* _What this task involves_
Copy the passage on Kinsey from "By this time, however, Kinsey" to "funding the Institute.", substituting "rejected" for "balked at".

* _Document segment_
########################################

By this time, however, Kinsey was trying to fend off criticism from another quarter. Many in the scientific community had from the start been troubled by Kinsey’s evident assumption that a huge sample was an acceptably representative one. In 1951 the Rockefeller Foundation assigned a team of prominent statisticians to assess Kinsey’s data and recommend improvements in sampling technique. The statisticians’ final report was generally supportive; but it nevertheless insisted that Kinsey undertake significant revision of his sampling methodology. Kinsey balked at their recommendations, arguing that random sampling was impossible when asking such intimate questions. But by the time Sexual Behavior in the Human Female appeared in print, the Rockefeller Foundation had decided to cease funding the Institute.

Though slowed by heart trouble, Kinsey in his last years worked feverishly on a volume on homosexuality, sought alternative funding sources, and continued to take sexual histories. He conducted his 7,985th—and final—interview on 24 May 1956. He died in Bloomington, Indiana.

In 1997 historian James H. Jones, after interviewing many of Kinsey’s friends, former students, and colleagues, published a revelatory biography of Kinsey. Jones found that from his adolescent years nearly to his death, Kinsey engaged in savagely painful sadomasochistic acts and was repeatedly involved in unusual and inventive sexual practices. During field trips to gather gall wasps, he often went naked and pressured the male students who accompanied him to engage in sexual relations. He became less cautious over time and at the Institute organized, participated in, and even filmed all manner of voyeuristic, homosexual, and other sexual activities involving interview subjects, prostitutes, colleagues, and spouses. Jones showed that Kinsey was not a dispassionate, numbers-crunching scientist, but a zealous reformer who sought to exorcise his own sexual demons, and the repressive society he believed gave rise to them, with an invincible army of hard facts.

But his facts were not as solid as he imagined, and in any case they failed to sustain his analytical suppositions. As a theoretical scientist, Kinsey was second-rate. Biologist Stephen Jay Gould derided Kinsey’s gall wasp taxonomy as “bloated,” for Kinsey had overemphasized the significance of “transient and minor local variants” (Gould p. 230, n. 148). Similarly, Kinsey’s dogged pursuit of additional sexual histories, disproportionately taken from people whose behaviors most interested him, vitiated the broader relevance of his data. A greater weakness still, as anthropologist Margaret Mead and theologian Reinhold Niebuhr pointed out, was Kinsey’s neglect of the emotional and social aspects of human sexuality. Yet Kinsey was indisputably a tireless researcher who opened up new fields of scientific investigation and transformed the way Americans discussed sex and sexuality. His data and the publicity surrounding them weakened the hold of traditional religious and moral values and did much to prepare the way for the “sexual revolution” of the 1960s.

Bibliography

Kinsey’s papers and letters—some 50,000 of them—are located at the Kinsey Institute for Research in Sex, Gender, and Reproduction Archive at Indiana University, Bloomington. Other materials can be found in the Indiana University Archives, the Indiana University Oral History Project, the Committee for Research in Problems in Sex at the National Research Council Archives in Washington, D.C., and the Rockefeller Archives Center, Pocantico Hills, Sleepy Hollow, N.Y. The essential biography is James H. Jones, Alfred C. Kinsey: A Public/Private Life (1997). For an earlier, less revealing biography, by a former member of Kinsey’s staff, see Cornelia V. Christenson, Kinsey: A Biography (1971). See also Paul Robinson, The Modernization of Sex: Havelock, Alfred Kinsey, and William Masters and Virginia Johnson (1976); Sidney Ditzion, Marriage, Morals, and Sex in America: A History of Ideas (1953); and Vern L. Bullough, Science in the Bedroom: A History of Sex Research (1994). On Kinsey’s reputation as a taxonomist, see Stephen Jay Gould, “Of Wasps and WASPs,” Natural History, Dec. 1982.

########################################

* _Extracted material_

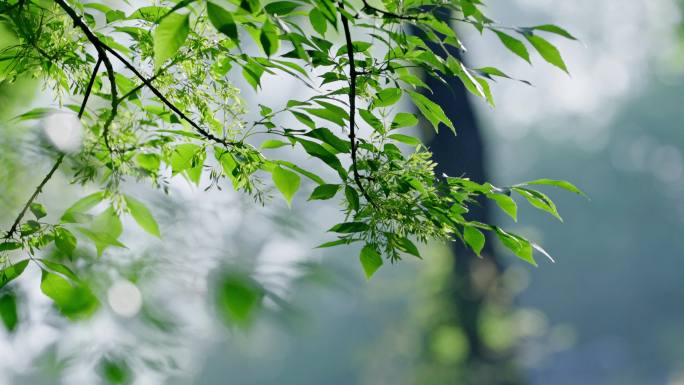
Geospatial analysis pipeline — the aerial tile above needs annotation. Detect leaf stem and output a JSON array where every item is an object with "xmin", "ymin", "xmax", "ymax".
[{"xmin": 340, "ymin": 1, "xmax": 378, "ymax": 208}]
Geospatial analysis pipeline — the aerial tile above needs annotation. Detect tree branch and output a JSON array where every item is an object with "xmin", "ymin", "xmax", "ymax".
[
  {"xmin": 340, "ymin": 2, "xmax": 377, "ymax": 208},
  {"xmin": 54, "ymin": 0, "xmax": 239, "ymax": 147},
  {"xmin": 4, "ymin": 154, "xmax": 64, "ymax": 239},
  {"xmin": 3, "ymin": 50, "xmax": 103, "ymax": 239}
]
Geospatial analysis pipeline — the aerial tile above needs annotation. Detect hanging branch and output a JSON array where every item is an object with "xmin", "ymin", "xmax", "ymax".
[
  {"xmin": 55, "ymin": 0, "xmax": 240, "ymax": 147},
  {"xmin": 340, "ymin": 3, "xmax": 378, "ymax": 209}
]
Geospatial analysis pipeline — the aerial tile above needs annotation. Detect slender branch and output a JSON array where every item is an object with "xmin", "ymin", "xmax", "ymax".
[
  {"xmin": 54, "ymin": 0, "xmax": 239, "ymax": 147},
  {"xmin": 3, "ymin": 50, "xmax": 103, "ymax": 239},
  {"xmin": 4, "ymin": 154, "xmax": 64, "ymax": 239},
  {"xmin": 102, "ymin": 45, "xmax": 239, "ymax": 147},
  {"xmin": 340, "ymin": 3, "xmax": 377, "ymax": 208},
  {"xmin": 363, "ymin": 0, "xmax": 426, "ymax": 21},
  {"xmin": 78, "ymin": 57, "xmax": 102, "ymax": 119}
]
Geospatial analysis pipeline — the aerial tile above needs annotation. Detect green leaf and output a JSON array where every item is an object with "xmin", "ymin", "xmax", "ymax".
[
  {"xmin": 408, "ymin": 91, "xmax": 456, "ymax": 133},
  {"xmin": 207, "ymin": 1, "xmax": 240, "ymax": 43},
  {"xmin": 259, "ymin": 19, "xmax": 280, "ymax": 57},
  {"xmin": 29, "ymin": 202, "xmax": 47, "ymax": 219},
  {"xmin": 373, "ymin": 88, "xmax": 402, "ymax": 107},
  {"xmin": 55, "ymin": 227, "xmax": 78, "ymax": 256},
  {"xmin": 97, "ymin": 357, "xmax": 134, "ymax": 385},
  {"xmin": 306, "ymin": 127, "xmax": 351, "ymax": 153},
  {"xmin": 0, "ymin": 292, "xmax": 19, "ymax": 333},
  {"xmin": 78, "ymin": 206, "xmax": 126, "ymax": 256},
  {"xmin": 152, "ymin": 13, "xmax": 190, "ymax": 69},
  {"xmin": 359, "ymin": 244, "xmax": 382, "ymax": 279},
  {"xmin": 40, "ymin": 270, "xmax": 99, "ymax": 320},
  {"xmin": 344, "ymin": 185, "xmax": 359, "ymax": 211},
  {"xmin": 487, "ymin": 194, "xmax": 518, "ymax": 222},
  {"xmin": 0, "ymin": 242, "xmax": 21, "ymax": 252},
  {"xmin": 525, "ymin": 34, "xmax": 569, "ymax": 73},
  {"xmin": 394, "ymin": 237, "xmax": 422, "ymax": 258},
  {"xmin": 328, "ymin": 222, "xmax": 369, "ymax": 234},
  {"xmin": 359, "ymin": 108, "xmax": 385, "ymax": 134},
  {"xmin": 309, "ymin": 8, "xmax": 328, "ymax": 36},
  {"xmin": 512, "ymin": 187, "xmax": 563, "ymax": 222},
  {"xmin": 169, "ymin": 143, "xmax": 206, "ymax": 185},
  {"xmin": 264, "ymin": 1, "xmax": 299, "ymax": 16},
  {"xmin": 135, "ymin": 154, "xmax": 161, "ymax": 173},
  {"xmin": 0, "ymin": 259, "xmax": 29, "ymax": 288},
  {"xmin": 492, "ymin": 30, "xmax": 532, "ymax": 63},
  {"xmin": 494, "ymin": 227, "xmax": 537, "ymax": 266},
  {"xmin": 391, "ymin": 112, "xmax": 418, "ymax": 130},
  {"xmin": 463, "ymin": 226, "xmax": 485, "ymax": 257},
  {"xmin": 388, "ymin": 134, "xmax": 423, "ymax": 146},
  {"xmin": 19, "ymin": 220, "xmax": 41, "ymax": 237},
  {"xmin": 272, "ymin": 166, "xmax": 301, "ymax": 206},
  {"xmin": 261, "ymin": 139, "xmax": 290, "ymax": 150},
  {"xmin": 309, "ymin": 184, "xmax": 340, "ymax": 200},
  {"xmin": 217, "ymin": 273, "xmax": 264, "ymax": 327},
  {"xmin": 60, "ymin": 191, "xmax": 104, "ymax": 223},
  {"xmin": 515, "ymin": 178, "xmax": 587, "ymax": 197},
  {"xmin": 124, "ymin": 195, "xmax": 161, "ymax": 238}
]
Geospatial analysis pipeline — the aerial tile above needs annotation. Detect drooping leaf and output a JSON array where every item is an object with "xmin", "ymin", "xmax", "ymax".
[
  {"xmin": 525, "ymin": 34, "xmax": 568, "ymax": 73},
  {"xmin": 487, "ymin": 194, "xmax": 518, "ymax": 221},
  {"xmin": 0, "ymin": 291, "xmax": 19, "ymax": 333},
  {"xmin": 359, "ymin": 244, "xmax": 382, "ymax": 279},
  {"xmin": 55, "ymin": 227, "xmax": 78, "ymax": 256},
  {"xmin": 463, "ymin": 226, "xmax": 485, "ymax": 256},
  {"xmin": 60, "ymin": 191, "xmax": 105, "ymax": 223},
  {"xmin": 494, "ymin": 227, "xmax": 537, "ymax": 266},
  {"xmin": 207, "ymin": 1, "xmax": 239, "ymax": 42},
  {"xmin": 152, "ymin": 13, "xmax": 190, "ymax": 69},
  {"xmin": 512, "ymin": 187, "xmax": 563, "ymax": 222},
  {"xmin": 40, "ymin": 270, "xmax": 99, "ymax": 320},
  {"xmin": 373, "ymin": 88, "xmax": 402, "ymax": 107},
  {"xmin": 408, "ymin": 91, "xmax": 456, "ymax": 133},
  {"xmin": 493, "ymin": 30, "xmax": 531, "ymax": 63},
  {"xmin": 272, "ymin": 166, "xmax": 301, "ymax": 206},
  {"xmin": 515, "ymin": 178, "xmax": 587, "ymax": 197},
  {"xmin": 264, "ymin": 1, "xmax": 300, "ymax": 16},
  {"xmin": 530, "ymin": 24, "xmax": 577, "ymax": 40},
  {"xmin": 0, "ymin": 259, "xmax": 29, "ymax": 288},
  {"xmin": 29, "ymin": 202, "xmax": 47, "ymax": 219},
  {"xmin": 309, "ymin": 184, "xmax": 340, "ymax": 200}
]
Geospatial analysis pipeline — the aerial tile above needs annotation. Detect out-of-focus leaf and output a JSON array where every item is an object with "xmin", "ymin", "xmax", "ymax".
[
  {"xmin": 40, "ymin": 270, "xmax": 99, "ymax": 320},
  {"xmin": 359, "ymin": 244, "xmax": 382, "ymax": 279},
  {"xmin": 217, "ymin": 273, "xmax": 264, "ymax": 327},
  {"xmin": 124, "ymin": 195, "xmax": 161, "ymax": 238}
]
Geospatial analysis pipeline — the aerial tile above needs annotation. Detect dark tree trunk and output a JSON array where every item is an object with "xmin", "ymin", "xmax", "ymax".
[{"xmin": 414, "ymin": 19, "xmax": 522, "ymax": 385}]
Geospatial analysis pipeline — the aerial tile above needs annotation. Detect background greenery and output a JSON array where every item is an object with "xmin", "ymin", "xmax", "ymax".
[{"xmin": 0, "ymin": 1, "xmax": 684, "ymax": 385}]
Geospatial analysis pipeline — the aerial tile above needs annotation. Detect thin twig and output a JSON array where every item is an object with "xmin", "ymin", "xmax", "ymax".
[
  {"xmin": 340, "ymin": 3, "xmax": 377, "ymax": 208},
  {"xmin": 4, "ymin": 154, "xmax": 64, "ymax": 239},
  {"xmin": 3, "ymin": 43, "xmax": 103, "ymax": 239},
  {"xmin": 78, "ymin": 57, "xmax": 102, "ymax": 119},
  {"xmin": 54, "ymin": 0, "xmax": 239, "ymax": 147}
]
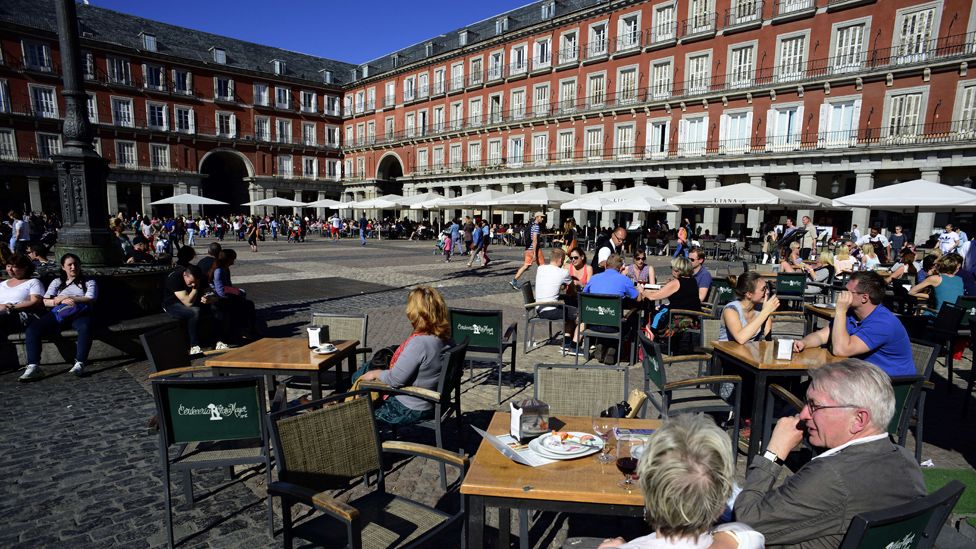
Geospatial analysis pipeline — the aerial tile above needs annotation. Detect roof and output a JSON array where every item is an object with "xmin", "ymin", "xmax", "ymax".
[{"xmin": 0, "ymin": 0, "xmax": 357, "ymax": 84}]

########################################

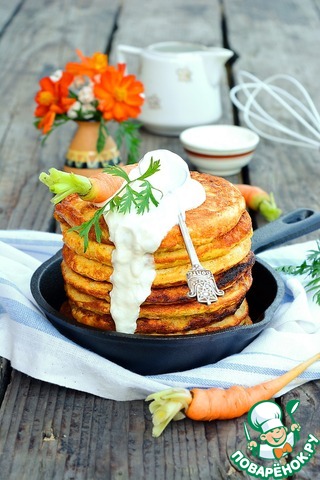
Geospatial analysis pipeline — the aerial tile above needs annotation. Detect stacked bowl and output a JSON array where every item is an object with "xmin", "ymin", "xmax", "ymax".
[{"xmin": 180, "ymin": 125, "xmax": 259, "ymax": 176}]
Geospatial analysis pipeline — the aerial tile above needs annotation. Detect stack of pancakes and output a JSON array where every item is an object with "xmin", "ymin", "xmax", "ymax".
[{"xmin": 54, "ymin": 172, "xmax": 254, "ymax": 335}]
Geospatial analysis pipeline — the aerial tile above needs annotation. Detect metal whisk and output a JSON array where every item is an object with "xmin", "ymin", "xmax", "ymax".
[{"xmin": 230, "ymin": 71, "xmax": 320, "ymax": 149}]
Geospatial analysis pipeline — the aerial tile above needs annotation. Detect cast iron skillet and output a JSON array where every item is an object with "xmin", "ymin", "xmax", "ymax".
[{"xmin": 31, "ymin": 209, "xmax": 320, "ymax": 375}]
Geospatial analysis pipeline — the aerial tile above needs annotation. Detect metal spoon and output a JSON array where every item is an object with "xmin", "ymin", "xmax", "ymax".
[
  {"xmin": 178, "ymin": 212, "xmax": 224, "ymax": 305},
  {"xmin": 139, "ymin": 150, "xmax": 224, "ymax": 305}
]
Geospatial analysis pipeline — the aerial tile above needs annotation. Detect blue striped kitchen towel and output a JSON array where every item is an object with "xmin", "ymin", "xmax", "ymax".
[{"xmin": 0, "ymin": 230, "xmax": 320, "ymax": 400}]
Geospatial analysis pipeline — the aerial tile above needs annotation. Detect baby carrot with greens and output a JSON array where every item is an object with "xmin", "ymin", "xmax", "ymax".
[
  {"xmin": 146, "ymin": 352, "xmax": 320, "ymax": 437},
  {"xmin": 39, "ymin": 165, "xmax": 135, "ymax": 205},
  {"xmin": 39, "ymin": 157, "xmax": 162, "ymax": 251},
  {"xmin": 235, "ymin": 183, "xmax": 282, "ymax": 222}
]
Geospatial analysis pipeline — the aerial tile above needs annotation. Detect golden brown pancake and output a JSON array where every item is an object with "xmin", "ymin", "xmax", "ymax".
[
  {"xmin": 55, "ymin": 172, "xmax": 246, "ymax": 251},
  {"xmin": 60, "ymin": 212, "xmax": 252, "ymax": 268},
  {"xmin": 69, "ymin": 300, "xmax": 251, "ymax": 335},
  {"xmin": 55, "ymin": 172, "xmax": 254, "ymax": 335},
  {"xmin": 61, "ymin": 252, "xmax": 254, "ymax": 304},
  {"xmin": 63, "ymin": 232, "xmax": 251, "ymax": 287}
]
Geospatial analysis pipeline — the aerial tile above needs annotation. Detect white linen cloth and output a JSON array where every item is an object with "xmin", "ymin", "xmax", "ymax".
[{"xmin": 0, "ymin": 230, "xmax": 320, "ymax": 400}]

########################################

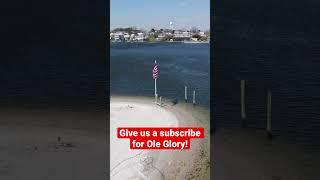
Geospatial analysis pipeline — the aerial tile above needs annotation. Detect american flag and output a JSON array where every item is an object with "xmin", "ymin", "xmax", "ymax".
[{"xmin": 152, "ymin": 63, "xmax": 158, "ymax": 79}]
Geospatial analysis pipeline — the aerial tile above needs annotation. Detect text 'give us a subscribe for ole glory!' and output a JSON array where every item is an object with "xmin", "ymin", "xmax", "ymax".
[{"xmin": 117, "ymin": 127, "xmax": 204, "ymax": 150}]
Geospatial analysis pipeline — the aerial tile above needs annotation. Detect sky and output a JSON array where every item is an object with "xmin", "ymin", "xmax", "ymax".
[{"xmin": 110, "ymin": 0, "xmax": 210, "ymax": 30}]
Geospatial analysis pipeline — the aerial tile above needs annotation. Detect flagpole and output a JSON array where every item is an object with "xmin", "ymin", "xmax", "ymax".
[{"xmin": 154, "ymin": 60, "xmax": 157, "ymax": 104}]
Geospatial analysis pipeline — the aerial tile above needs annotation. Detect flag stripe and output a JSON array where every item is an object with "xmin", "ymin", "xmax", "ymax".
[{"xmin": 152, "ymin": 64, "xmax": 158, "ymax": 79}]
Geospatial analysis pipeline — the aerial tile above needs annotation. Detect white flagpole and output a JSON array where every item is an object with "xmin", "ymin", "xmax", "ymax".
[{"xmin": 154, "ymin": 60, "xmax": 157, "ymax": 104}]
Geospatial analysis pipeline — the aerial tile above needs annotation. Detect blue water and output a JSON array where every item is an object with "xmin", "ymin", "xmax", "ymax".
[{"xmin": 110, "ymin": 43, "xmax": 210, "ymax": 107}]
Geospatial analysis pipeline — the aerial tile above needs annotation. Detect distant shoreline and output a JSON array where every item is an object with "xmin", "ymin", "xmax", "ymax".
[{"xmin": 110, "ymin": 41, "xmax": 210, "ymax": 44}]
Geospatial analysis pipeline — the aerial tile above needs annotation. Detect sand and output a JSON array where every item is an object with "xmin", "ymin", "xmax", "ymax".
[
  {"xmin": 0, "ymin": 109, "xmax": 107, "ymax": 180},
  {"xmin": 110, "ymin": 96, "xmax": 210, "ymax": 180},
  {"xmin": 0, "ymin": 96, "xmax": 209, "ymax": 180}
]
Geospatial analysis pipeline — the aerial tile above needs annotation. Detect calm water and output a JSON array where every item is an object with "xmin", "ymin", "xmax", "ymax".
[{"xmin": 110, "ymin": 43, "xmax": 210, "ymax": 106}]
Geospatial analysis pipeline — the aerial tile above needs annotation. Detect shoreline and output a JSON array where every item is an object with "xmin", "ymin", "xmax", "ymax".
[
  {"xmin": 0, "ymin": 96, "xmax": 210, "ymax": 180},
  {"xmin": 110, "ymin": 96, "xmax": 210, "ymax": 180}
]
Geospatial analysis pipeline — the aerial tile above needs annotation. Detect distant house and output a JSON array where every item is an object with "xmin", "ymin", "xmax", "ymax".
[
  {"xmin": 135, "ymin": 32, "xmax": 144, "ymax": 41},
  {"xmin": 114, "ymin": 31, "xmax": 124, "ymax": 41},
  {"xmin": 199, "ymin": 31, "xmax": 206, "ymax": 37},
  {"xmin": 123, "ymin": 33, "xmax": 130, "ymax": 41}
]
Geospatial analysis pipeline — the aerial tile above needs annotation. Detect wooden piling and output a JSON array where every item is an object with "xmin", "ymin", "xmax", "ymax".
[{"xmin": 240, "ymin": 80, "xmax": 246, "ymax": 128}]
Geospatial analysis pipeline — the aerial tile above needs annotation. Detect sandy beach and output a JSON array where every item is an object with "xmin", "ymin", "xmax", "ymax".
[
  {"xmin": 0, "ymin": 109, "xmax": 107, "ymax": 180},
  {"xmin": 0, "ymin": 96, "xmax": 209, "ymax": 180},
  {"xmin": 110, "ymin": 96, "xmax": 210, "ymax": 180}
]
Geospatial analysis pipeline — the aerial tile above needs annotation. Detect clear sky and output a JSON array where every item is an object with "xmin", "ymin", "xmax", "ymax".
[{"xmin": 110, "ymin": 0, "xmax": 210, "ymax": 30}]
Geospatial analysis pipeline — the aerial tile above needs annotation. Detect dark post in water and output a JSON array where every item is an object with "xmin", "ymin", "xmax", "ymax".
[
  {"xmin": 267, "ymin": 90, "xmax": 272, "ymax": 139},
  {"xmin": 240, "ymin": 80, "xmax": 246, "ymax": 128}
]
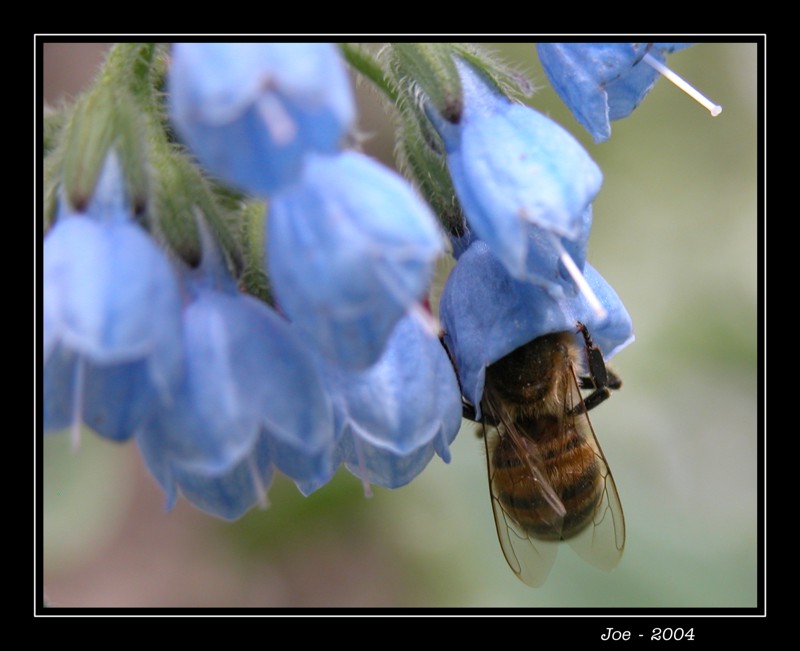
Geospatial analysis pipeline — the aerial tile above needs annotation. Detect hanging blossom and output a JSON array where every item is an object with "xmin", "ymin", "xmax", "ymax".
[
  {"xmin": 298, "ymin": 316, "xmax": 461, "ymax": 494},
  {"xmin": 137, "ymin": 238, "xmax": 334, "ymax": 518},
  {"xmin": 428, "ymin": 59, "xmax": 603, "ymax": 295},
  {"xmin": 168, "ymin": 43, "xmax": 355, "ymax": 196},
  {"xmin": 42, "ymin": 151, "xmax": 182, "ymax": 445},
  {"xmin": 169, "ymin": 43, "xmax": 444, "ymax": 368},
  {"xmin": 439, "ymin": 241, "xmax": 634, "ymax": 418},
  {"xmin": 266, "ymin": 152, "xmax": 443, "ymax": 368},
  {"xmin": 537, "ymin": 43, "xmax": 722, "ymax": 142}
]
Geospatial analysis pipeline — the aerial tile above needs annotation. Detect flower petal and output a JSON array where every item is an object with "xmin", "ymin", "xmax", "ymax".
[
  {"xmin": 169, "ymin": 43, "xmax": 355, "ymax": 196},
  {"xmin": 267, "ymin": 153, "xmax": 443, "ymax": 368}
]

########################################

* _Answer to the problem_
By this time, however, Kinsey was trying to fend off criticism from another quarter. Many in the scientific community had from the start been troubled by Kinsey’s evident assumption that a huge sample was an acceptably representative one. In 1951 the Rockefeller Foundation assigned a team of prominent statisticians to assess Kinsey’s data and recommend improvements in sampling technique. The statisticians’ final report was generally supportive; but it nevertheless insisted that Kinsey undertake significant revision of his sampling methodology. Kinsey rejected their recommendations, arguing that random sampling was impossible when asking such intimate questions. But by the time Sexual Behavior in the Human Female appeared in print, the Rockefeller Foundation had decided to cease funding the Institute.